Well, just yesterday I was suggesting teams need to take their cue from surprise contenders like the Athletics, Nationals and Orioles and go for it, and little more than a day later, the Blue Jays have done that and more. With their potential blockbuster trade with the Marlins in the works, the Jays provided reminders of two things fans may have forgotten.

First, that this won’t be the first superteam built north of the border. The Blue Jays were “just” a good, competitive team in the late ’80s, but starting with a pair of megadeals with also-ran franchises (the Angels and Padres), GM Pat Gillick started reaching for big solutions to build a superstar-laden team strong enough to beat anybody in any number of games. On Dec. 2, 1990, the Blue Jays got center fielder Devon White from California for stuff that didn’t amount to one Devon White, and on Dec. 5 they sent Fred McGriff and shortstop Tony Fernandez to the Padres to land second baseman Roberto Alomar and outfielder Joe Carter.

Gillick was only just getting started, though. He’d wind up adding Dave Winfield, Rickey Henderson, Paul Molitor, Jack Morris and Dave Stewart in a quest for total domination that brought two World Series trophies to Toronto in 1992 and 1993. Gillick even managed to rent a heavily discounted Fernandez (from the Mets) to play short on the ’93 team before becoming a free agent.

In retrospect, that added up to four future Hall of Famers and four other guys who were among the best of the decade. All it took was a willingness to deal, a farm system built up assiduously over time to deal from, and a whole lot of money.

**Information supplied**

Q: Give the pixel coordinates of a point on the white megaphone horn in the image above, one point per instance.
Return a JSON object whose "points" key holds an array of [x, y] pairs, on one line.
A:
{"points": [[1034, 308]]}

**Task requirements**
Continue the passage on the Blue Jays' superteam history from the point where it ends.

**Response to this task**
But that brings me to my other point: That this deal provides a reminder that Toronto is a big market, and the Jays happen to be owned by Rogers Communications -- Canada’s provider of sports television. When you’re a big-market team with deep pockets, you can afford to pull the trigger on something huge, especially when it comes to exploiting one of baseball’s weak sisters (or rotten Fish).

So why get in touch with their inner behemoth just now? Here, I don’t think you can really blame Alex Anthopoulos for not doing something sooner: When the Yankees and Red Sox were ruling the roost and the Rays were already inviting themselves in at a time when there was just one wild-card slot to gun for, it made sense for the Jays to keep their powder dry and their loonies in the bank. But the Orioles just provided proof that the old AL East balance of power is deader than Elvis, and with two wild-card slots to chase, there’s plenty of postseason money and October glory to be won.

Anthopoulos had already made a name for himself as one of baseball’s canniest operators, especially when it came to gaming the arbitration compensation system when that was still an option. His striking early when the Marlins were looking to get out from under a ton of salary wasn’t a deal done with a sock puppet, and he deserves congratulations for putting fear of the future in executive offices in the Bronx and Boston -- and maybe even in a sports media that had gotten used to the Yankees-Red Sox dynamic defining the AL East. Because right now, it’s anybody’s division to win, and that’s something we haven’t been able to say since before Gillick built a superteam worth remembering.